What is needed -
All that should be output is the block of lines below from the line with "Where can the building" to the line with "Target: construction crane", both included, exactly as written.

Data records
┌──
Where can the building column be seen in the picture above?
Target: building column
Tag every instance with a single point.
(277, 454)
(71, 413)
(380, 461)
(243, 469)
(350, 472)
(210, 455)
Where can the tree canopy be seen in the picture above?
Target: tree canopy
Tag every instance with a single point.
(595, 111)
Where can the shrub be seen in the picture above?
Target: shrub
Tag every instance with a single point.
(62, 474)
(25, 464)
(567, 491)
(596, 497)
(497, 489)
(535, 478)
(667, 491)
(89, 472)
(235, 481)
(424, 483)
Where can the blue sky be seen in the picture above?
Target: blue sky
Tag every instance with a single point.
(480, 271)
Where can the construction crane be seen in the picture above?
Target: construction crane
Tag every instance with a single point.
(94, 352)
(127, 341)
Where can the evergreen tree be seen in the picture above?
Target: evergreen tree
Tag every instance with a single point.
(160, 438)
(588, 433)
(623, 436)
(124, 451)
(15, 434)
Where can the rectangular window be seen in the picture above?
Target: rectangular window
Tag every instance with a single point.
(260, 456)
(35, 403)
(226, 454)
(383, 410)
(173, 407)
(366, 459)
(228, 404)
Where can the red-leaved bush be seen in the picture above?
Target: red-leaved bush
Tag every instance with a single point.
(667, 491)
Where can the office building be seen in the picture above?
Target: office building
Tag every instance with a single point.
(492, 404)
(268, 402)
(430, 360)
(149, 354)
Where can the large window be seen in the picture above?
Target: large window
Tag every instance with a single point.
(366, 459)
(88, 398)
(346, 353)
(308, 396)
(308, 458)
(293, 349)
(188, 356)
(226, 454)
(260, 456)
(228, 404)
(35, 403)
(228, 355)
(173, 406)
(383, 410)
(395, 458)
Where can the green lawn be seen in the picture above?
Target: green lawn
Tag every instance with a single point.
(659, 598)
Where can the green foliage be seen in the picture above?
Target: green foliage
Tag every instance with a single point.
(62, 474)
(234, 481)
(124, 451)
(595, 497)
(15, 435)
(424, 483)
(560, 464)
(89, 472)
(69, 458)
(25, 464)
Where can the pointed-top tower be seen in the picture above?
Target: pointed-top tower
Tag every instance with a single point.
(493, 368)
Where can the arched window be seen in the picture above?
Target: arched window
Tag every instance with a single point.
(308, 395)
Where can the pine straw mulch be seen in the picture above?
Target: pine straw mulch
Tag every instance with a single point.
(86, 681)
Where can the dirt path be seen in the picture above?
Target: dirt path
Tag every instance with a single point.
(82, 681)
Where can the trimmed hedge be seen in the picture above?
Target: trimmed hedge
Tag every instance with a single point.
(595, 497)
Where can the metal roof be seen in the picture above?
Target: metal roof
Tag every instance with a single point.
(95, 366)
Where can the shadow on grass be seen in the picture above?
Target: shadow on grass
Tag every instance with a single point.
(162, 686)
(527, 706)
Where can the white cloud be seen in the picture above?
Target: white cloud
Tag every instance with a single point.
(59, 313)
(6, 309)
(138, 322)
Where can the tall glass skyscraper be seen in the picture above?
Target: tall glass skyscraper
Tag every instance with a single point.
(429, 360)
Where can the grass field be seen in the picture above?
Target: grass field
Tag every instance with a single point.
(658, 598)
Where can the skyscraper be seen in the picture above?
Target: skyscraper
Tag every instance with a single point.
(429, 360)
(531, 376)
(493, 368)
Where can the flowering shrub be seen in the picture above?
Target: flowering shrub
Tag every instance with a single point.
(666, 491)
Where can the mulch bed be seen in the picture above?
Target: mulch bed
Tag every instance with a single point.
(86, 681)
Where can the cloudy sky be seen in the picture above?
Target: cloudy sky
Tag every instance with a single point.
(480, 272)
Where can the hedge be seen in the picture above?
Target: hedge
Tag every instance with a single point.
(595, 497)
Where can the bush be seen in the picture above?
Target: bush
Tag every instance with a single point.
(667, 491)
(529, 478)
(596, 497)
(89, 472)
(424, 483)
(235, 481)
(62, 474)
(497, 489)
└──
┌──
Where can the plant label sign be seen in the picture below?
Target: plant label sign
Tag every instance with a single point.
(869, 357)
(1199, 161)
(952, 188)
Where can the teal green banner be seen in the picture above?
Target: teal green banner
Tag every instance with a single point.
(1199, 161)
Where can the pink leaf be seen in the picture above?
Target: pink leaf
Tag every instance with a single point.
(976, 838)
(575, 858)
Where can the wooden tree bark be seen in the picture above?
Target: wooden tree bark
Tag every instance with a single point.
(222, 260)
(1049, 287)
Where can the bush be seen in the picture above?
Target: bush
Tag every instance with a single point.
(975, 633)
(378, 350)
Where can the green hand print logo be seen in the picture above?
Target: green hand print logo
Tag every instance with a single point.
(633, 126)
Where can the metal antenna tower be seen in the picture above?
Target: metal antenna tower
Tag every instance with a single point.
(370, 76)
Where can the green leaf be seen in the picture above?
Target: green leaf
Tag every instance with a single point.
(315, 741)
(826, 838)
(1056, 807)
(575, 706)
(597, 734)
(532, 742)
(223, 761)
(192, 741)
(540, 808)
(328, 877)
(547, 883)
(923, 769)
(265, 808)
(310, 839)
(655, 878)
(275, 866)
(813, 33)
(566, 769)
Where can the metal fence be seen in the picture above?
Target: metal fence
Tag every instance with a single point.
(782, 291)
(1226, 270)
└──
Response to this task -
Where can the building column be seen in the picture above?
Target: building column
Tag every instance with a single point.
(277, 454)
(71, 413)
(380, 461)
(243, 469)
(350, 472)
(210, 455)
Where can the tree canopy be seen in the picture above?
Target: tree canopy
Tag every instance with a single point.
(595, 111)
Where can the shrub be seen in the picture above?
Target: shrub
Tag every instance with a single point.
(62, 474)
(25, 464)
(567, 491)
(596, 497)
(497, 489)
(535, 478)
(667, 491)
(89, 472)
(235, 481)
(424, 483)
Where can the blue sky be seen in the picture above?
Target: blue sky
Tag every instance with a single point.
(480, 271)
Where can the construction crane be seen in the picture above?
Target: construction crane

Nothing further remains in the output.